Page text ::
——

I've long been a harsh critic of our 16th president and am always happy whenever morsels of truth about the true character of Abraham Lincoln make their way into mainstream media or popular culture. I still remember watching the movie Gangs of New York years ago and being floored that this mainstream movie was showing Lincoln's attacks on civilians during the draft riots in NYC in 1863.
In Friday's New York Times, the "Idea of the Day" blog featured another example of Lincoln's willingness to commit, or willingness to ignore, the rampant abuse of innocent civilians. In this case, it isn't NYC draft resisters but Southern women. Writes NYT's blogger Tom Kuntz:
When the topic is sexual violence in wartime, the horrors of the Balkans and Rwanda typically come to mind — not the American Civil War. But in the academic journal Daedalus, Crystal N. Feimster begs to differ with historians who “have accepted without question the idea that Union soldiers rarely raped southern women, black or white, and have argued that sexual violence was rare during the Civil War.”In fact, the University of North Carolina historian writes, “hundreds, perhaps thousands of women suffered rape” during the war, with many assaults likely unreported. But her focus is less rape itself than the threat of sexual predation by northern troops. Did reality match the fear of assault felt by Scarlett O’Hara in “Gone With the Wind”? Feimster explores an 1862 order by the Union Gen. Benjamin Butler, decreeing that any New Orleans woman showing contempt for his occupying troops “shall be regarded and held liable to be treated as a woman of the town plying her avocation” — i.e., the city’s outspokenly Confederate belles were to be treated as prostitutes. Feimster sifts evidence that the order was a green light for Union soldiers to threaten sexual violence if not commit rape itself.

——

[Dataset rows about object locations]
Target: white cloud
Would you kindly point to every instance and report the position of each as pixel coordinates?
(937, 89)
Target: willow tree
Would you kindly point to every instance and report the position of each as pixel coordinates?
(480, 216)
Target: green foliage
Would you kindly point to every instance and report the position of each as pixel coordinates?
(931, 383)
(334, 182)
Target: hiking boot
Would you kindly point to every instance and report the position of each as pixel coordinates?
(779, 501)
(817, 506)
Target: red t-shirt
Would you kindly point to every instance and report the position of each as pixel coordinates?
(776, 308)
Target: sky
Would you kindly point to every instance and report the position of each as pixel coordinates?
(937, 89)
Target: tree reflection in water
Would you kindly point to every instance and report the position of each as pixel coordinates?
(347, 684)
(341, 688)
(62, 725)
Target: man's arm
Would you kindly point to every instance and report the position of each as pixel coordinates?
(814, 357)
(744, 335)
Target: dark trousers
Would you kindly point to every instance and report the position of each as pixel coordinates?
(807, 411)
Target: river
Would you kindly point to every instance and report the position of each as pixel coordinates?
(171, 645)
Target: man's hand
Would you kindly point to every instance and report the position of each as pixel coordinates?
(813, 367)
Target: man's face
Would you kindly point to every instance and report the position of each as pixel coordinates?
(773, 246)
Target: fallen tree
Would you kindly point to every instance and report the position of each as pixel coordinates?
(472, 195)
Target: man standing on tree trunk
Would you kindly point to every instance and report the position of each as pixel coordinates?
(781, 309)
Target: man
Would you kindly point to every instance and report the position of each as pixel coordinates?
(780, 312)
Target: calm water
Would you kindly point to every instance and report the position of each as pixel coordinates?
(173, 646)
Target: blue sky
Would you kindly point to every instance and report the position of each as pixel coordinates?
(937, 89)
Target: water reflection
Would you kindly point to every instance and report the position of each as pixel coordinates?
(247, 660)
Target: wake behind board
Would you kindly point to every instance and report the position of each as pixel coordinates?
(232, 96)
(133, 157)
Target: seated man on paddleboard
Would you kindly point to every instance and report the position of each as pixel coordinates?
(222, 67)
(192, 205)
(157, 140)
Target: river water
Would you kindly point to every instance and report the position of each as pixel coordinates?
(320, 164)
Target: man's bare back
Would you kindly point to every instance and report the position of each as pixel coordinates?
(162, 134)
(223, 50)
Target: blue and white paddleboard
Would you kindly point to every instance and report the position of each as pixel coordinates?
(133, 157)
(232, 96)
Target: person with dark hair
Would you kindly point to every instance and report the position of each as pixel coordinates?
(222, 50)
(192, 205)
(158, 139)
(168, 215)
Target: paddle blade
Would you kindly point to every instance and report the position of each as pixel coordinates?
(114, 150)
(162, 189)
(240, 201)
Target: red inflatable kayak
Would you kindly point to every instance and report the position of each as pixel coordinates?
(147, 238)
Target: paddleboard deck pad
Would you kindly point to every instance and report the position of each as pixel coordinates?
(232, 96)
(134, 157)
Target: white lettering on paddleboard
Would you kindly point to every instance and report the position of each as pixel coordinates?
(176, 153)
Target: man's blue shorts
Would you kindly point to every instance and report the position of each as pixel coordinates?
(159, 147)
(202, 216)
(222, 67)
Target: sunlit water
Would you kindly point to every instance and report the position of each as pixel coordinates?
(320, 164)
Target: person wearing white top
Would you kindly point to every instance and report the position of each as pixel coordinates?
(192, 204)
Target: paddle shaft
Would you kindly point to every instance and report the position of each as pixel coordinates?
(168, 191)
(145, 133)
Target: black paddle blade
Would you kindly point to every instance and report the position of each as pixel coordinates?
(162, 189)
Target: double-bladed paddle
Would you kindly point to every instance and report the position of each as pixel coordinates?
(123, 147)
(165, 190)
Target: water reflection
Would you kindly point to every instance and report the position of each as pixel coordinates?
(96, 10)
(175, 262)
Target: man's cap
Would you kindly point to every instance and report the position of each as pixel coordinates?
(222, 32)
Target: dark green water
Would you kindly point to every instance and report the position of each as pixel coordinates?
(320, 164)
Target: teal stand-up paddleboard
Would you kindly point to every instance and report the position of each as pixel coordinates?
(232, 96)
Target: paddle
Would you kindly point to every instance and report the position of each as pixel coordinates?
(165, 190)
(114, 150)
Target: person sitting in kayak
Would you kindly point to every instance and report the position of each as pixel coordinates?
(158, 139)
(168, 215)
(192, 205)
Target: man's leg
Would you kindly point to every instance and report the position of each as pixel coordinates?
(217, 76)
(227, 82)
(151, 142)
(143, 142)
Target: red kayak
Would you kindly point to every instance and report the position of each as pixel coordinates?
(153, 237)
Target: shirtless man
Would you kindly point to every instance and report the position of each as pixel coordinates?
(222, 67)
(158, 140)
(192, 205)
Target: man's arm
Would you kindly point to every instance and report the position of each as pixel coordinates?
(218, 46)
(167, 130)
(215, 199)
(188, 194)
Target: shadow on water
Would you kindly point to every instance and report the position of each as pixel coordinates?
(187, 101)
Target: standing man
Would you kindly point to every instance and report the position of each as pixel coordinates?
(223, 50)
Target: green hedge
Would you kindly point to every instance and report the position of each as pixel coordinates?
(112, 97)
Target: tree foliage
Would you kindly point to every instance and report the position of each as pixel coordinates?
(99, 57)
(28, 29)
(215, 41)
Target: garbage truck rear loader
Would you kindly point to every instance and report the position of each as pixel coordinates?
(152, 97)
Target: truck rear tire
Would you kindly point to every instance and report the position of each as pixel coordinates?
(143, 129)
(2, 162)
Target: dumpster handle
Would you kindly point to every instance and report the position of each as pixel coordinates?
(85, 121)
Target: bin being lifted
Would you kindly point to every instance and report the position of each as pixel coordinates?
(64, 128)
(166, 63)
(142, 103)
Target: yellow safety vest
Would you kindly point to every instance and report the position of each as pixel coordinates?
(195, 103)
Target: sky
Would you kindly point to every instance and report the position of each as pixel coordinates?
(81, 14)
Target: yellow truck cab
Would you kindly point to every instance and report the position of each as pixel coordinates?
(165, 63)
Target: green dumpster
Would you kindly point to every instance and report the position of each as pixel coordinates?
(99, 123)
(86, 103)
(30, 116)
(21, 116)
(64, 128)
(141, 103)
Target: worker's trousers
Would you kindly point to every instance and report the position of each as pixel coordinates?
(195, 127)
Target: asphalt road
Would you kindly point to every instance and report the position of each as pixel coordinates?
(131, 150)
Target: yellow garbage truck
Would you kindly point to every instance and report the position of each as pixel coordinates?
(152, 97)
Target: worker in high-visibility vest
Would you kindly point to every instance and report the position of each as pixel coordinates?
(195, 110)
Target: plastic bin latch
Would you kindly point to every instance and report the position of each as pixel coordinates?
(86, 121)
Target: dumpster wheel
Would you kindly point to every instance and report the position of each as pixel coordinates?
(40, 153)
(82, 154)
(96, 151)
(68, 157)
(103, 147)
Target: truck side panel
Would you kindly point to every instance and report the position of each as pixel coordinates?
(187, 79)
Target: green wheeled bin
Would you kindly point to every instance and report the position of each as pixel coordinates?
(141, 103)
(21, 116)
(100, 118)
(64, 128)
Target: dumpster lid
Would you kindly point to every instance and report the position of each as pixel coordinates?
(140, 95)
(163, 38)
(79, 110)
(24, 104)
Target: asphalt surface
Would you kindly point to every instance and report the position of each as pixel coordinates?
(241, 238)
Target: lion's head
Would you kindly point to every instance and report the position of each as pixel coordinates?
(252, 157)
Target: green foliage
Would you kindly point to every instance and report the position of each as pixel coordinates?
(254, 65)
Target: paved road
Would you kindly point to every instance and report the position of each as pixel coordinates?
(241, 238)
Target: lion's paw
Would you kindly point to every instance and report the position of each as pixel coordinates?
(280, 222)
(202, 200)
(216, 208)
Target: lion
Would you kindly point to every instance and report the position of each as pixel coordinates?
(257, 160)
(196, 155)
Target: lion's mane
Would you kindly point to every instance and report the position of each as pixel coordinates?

——

Task list ::
a. Please list every person or fictional character named in the Lincoln post.
b. Summarize the Lincoln post in two sentences.
These rows come from a source other than the Lincoln post.

The solutions ::
a. Abraham Lincoln, Tom Kuntz, Crystal N. Feimster, Scarlett O'Hara, Benjamin Butler

b. The writer, a longtime harsh critic of Lincoln, points to a New York Times blog item as another example of Lincoln's willingness to commit or ignore the abuse of civilians, in this case Southern women. The item describes historian Crystal N. Feimster's argument in Daedalus that hundreds, perhaps thousands of women suffered rape during the Civil War, along with her examination of evidence that Gen. Benjamin Butler's 1862 New Orleans order was a green light for Union soldiers to threaten sexual violence.